THE TASK:
Whenever a line carries the word "white", pull it out of the entries.

INPUT FOR THIS TASK:
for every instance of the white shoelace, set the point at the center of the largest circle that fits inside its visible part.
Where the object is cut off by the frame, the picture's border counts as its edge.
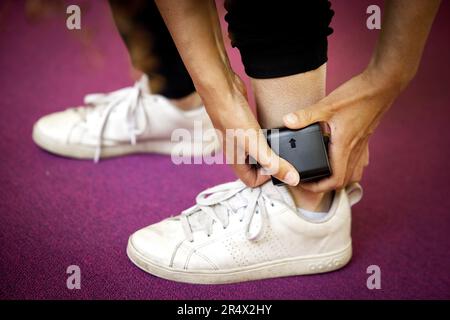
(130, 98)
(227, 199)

...

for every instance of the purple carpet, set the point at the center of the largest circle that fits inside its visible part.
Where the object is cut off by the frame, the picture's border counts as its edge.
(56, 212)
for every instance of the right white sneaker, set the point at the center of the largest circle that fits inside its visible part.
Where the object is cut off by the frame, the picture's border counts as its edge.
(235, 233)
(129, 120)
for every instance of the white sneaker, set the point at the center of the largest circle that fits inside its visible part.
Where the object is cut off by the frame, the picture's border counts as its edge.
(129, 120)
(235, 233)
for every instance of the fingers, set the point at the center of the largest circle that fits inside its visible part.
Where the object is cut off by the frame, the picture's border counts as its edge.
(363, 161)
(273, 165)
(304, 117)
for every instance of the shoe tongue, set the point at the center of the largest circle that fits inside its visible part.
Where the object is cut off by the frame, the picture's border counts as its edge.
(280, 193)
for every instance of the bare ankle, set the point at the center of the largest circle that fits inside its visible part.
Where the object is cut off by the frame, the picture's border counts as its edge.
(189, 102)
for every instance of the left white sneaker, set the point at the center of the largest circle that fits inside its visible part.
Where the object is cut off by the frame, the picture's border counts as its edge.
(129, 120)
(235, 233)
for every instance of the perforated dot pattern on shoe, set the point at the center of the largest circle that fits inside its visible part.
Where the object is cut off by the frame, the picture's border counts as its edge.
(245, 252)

* * *

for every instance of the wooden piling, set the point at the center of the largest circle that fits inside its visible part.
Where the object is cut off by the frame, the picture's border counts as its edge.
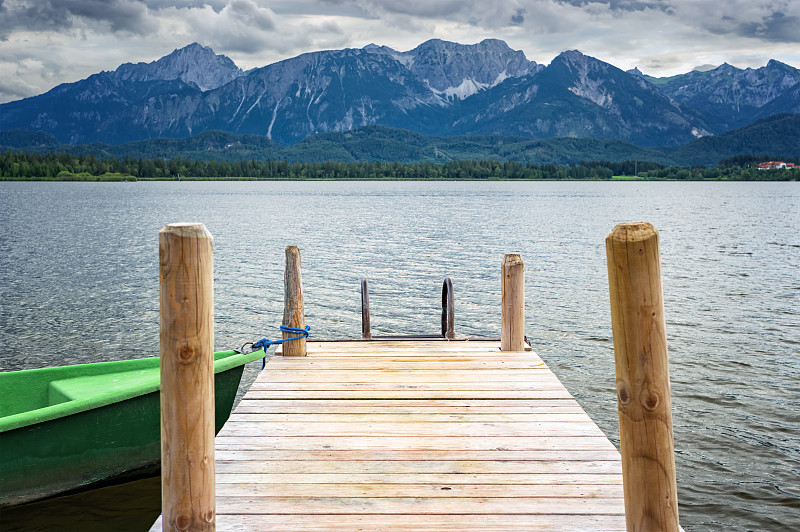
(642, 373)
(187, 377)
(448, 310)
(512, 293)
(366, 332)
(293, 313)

ANSWER SPACE:
for every instance of the white shoelace, set the point at the center of the largest circle that fits inside its visible part.
for every instance of the right white sneaker, set the point at the center of the largest circle that fits inside its visible part.
for every instance of the white sneaker, set the point at the center of the largest circle that fits inside its visible part.
for every instance of the left white sneaker, set the point at the center of the largest circle that fits inside its visible part.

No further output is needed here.